> [TASK REQUIREMENTS] Copy the entries from the line containing "Where can you find the overcast" through the last one, substituting "Mark" for "Show" and leaving everything else unchanged.

> [DATA]
++++

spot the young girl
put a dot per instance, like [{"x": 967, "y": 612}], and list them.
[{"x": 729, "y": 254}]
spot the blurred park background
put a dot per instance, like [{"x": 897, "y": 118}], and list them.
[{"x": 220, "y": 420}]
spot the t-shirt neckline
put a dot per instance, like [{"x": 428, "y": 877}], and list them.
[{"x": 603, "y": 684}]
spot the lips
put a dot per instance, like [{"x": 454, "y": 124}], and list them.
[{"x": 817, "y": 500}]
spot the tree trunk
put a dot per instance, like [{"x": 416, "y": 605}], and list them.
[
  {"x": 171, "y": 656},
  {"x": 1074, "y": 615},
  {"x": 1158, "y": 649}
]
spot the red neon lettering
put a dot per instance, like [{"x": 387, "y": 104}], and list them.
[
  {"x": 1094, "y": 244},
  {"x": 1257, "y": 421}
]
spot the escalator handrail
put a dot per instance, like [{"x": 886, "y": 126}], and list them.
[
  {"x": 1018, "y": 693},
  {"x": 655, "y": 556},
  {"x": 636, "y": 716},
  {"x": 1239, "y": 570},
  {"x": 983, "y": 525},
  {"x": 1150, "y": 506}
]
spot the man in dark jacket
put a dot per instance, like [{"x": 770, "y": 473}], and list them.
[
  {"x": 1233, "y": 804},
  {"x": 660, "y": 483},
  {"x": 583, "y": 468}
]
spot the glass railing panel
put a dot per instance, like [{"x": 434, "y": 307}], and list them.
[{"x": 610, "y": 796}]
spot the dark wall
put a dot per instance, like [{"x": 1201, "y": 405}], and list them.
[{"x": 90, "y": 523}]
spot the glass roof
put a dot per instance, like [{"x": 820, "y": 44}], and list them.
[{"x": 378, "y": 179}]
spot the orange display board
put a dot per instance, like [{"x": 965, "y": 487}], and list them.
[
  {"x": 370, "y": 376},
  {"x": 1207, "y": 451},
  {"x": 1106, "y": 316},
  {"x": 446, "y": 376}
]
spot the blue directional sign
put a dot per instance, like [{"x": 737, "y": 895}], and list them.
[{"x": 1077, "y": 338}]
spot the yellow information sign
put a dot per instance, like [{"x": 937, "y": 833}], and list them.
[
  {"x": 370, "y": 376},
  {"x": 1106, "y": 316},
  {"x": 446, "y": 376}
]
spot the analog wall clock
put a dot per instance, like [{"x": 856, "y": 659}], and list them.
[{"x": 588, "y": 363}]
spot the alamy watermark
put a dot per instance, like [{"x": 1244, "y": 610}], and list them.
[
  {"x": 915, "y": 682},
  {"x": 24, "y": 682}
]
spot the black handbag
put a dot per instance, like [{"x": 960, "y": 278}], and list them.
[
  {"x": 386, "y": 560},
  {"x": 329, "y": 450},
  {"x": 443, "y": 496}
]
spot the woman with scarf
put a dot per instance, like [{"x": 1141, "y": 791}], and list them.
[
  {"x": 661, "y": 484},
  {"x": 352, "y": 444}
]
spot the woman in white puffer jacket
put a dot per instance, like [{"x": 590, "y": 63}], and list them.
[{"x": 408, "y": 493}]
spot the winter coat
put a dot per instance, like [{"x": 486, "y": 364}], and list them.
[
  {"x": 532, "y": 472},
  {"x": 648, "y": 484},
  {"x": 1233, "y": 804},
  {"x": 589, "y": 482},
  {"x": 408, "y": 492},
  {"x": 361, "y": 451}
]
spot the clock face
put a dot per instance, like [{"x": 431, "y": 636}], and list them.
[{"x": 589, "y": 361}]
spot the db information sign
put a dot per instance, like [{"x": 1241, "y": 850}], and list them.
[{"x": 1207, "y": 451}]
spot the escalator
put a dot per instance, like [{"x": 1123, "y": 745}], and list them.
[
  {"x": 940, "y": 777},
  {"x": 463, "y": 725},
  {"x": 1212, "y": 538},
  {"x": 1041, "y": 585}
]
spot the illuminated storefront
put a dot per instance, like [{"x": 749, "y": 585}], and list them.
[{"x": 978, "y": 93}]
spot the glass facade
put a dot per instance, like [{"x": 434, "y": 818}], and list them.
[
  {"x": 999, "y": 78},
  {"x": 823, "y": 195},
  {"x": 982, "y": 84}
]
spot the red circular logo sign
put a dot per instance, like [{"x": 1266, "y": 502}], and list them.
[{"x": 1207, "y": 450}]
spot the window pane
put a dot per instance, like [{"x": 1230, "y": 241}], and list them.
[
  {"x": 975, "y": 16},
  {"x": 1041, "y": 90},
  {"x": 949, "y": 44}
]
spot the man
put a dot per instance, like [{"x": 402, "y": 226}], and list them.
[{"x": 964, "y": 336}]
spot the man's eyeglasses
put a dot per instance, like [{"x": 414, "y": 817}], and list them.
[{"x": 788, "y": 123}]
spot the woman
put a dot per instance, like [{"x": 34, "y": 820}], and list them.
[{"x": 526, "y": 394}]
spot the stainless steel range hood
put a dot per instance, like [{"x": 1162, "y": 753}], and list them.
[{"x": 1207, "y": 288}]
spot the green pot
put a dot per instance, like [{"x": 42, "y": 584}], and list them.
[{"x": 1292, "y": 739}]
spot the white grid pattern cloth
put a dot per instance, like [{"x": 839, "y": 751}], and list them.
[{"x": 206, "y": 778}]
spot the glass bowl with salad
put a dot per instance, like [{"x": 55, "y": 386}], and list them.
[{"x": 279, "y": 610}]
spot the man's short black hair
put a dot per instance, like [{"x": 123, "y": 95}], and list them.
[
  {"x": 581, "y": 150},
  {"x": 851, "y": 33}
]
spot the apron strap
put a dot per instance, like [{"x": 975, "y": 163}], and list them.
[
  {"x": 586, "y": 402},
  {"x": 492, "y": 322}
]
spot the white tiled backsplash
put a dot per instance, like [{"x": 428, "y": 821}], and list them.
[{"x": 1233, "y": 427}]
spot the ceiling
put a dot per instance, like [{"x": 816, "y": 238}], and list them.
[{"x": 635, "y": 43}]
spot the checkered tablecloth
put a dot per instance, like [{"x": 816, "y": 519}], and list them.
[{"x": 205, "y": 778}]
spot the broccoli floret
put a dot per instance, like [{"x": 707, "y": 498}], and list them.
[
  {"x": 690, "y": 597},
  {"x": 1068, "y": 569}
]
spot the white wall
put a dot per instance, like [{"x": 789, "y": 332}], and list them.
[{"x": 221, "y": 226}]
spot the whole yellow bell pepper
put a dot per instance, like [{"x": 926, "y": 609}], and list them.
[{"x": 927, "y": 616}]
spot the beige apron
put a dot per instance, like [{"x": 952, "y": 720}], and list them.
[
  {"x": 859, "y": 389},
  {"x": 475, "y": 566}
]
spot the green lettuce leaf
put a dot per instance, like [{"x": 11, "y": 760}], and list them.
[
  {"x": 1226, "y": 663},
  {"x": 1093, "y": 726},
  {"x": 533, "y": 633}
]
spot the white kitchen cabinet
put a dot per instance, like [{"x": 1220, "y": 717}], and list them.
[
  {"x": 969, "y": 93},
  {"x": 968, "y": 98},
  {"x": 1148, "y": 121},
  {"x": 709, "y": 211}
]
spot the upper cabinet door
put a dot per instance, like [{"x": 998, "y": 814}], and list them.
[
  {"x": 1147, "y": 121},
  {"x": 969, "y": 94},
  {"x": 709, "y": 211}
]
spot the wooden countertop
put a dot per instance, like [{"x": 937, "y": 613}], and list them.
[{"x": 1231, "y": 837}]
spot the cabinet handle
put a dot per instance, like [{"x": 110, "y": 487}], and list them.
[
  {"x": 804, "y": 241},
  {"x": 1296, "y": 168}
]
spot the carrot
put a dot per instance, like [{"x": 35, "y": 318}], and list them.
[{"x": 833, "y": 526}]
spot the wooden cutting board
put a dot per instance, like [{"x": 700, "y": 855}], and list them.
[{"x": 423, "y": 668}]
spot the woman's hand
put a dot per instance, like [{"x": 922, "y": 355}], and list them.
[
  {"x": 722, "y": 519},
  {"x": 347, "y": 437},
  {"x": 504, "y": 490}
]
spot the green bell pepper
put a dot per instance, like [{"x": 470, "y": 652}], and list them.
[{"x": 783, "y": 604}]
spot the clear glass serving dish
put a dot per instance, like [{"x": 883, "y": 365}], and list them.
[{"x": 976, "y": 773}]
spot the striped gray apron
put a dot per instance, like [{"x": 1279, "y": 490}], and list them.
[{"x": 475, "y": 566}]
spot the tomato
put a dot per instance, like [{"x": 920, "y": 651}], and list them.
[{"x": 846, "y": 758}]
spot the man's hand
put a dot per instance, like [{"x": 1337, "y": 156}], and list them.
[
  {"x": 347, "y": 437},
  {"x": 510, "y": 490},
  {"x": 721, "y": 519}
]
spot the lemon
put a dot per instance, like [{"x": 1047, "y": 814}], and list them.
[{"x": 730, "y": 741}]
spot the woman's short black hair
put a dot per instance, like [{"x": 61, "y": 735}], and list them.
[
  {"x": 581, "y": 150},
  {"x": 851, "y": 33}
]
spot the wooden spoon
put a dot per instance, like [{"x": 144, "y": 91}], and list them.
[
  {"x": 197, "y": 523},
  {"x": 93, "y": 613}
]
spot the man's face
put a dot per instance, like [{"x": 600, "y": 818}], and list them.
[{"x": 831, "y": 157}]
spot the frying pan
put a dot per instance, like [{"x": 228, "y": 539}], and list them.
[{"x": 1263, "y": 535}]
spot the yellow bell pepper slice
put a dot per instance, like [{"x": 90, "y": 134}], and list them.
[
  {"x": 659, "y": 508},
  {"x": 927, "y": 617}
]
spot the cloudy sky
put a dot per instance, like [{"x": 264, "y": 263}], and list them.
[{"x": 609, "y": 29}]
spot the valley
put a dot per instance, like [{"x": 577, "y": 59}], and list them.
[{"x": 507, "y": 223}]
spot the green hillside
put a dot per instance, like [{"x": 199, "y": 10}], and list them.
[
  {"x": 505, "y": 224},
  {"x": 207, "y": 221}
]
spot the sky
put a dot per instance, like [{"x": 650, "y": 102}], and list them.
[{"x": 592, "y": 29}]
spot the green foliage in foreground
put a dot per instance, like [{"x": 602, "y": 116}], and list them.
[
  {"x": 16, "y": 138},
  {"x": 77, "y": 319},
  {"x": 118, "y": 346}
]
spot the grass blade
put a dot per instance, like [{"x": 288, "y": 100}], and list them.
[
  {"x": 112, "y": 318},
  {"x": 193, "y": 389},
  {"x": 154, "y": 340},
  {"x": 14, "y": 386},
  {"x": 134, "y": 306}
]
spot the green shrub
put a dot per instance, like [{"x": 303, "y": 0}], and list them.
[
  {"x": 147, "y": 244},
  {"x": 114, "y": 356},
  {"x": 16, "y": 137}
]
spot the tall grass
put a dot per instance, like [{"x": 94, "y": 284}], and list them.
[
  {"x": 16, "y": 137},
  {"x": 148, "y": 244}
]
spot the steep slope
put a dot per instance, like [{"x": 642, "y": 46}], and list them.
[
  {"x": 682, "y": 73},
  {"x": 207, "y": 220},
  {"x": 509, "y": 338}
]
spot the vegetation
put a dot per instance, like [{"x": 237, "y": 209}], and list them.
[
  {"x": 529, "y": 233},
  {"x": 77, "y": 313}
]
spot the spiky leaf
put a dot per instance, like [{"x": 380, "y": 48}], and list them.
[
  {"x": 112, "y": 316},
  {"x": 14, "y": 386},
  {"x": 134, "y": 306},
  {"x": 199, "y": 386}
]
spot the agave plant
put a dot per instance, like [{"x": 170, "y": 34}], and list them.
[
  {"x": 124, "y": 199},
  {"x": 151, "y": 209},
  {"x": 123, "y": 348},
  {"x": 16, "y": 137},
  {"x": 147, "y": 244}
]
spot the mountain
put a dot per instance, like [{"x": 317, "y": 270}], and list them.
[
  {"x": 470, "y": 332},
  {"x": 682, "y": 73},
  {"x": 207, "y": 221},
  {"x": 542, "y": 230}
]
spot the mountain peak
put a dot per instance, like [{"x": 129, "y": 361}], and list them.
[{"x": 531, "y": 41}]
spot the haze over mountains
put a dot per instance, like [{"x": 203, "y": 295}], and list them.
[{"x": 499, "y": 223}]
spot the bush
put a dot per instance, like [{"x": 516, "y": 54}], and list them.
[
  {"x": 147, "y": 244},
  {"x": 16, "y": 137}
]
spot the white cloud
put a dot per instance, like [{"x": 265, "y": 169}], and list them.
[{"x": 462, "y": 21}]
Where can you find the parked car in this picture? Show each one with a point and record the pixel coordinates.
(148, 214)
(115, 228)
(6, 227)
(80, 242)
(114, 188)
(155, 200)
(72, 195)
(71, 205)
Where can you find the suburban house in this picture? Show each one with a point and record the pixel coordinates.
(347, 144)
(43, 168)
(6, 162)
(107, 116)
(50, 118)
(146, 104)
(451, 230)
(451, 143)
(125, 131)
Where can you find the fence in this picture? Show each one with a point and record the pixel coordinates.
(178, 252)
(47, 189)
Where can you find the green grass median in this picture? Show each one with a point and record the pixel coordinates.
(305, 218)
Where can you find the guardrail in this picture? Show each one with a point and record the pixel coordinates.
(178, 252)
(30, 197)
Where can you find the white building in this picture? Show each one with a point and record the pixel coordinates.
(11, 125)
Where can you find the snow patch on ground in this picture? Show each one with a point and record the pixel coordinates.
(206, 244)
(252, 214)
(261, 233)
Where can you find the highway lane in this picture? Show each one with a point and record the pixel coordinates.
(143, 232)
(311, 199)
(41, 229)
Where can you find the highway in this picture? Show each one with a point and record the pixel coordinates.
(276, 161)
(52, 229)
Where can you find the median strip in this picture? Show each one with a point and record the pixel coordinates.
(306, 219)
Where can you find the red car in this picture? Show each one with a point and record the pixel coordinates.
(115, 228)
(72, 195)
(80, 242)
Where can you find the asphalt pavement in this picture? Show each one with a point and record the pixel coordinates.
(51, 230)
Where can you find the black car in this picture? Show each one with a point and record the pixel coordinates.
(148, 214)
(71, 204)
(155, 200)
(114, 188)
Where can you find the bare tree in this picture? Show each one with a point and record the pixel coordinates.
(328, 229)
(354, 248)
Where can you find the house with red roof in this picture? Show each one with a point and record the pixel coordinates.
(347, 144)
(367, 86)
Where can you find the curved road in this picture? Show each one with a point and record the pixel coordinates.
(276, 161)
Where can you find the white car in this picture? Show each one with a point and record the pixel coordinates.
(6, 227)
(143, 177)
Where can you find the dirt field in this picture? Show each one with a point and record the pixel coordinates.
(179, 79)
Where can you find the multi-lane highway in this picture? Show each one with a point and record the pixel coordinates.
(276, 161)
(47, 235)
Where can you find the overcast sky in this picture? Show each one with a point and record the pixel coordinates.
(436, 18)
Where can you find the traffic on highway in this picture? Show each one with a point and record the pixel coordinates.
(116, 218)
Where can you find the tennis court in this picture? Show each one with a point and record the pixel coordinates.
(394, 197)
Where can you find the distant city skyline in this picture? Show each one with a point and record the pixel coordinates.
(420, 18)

++++

> [SOLUTION]
Where can you find the overcast sky in this picture? Mark each one with a point and record the pixel coordinates.
(436, 18)
Where can you find the traffic on highway in this picture? Mark each one with a point and record the pixel coordinates.
(116, 218)
Where can you find the tennis court in this picture? Mark each one with a point and record the pixel coordinates.
(394, 197)
Where can you find the distant city skyline in this picture? Mark each one with a point and record the pixel coordinates.
(420, 18)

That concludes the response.